> _Given passage_
┏━━

[AT] MT 1155 hydraulic system was 8.9 liter Perkins
Cecil Bearden
crbearden at copper.net
Sun Feb 24 16:06:18 PST 2019
Too much digging right now to find the old manual. We have about 2 days
of good weather before we get hit with more freezing drizzle. I spent
the last 4 days of decent weather getting shale hauled in to build some
roads across this soggy ground so I can feed my cattle. I even had to
install a 100 ft long gravel drain to prevent the road from getting
saturated. I would have thought that I could find it on line, but
there are too many trying to make a buck off of manuals on line
now... BTW, my cell phone is one of the old flip phones and it does
not like to copy pages. They just turn out as white.... We do not have
4G service where I live. Our phone lines are so bad that when it rains
they buzz for 3 days. Due to the wet weather, no ones land lines are
working out here. Our wifi is so over loaded, it is a little faster
than dialup, but no way can you watch a movie. Cable has not reached
us due to the county and city can't figure out who gets the kickback..
We don't have natural gas even though we are saturated with gas wells
and pipelines. The gas company tells us that there are not enough
people worth running a line.

┗━━

> _Given information_
┏━━

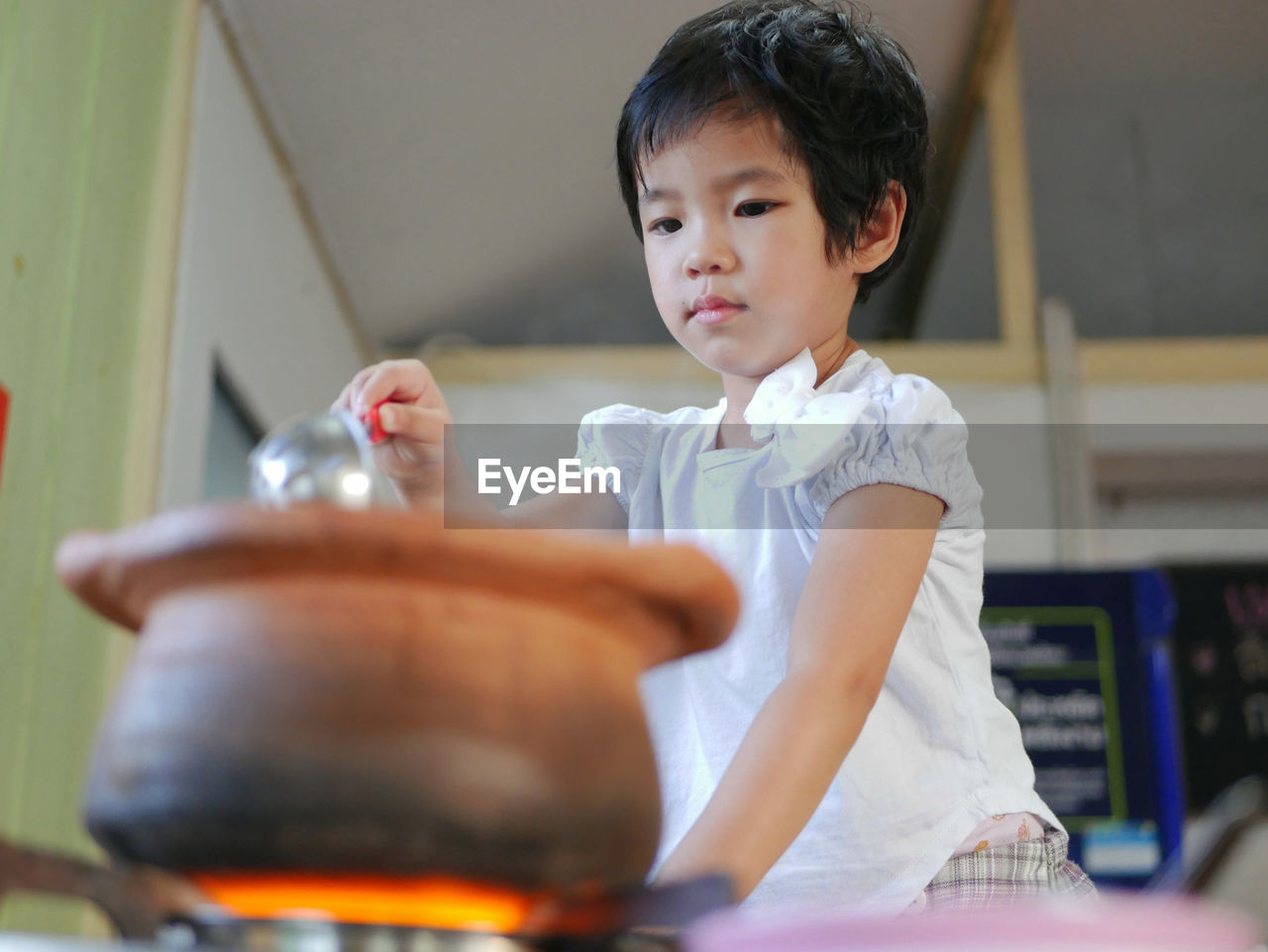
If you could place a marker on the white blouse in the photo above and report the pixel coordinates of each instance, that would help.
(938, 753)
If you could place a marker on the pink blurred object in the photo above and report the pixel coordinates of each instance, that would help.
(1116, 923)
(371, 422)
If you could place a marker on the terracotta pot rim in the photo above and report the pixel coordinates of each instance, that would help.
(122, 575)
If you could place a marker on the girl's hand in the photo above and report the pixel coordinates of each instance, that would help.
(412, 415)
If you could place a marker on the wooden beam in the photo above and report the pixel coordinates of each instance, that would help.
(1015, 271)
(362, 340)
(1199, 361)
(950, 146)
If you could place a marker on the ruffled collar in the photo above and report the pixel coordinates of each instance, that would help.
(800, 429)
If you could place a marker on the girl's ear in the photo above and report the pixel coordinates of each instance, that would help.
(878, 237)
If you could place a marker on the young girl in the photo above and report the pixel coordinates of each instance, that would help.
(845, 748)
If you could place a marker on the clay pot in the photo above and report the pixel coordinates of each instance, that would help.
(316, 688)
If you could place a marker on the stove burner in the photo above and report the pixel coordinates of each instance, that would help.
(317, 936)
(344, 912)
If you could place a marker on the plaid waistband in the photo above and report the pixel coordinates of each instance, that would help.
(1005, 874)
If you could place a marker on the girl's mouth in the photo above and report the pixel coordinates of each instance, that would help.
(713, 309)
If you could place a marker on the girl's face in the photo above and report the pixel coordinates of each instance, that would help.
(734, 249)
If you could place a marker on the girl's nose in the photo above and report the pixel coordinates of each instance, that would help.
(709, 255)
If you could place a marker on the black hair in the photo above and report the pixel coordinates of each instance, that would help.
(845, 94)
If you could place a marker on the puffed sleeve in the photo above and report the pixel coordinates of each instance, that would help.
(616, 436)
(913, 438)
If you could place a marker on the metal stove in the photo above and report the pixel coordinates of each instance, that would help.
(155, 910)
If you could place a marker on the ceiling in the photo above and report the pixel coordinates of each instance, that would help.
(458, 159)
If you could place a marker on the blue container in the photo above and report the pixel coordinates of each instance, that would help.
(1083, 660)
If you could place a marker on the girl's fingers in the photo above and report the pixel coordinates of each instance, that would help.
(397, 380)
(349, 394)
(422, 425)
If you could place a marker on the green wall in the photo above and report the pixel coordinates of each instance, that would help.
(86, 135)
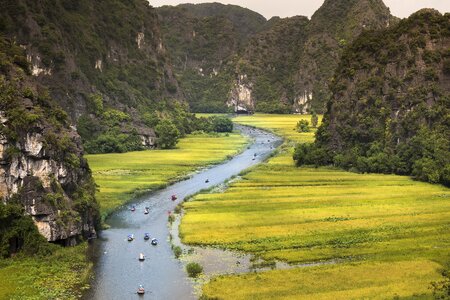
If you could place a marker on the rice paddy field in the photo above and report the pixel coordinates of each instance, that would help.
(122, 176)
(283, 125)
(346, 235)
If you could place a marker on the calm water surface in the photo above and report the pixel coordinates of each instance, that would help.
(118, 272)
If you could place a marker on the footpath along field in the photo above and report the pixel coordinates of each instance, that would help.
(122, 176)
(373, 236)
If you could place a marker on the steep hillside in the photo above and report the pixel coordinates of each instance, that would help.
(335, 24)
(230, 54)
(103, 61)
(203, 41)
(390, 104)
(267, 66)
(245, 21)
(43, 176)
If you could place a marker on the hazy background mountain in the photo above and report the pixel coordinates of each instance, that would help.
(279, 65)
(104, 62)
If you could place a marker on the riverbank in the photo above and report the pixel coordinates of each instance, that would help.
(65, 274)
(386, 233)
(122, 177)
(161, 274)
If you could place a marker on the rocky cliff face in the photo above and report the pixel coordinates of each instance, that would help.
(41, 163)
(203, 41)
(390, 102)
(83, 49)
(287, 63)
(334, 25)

┗━━

> _Exercise description_
Please repeat the post word for word, starting at the words "We don't have" and stopping after "running a line.". The records are material apart from the post.

> _Output below_
We don't have natural gas even though we are saturated with gas wells
and pipelines. The gas company tells us that there are not enough
people worth running a line.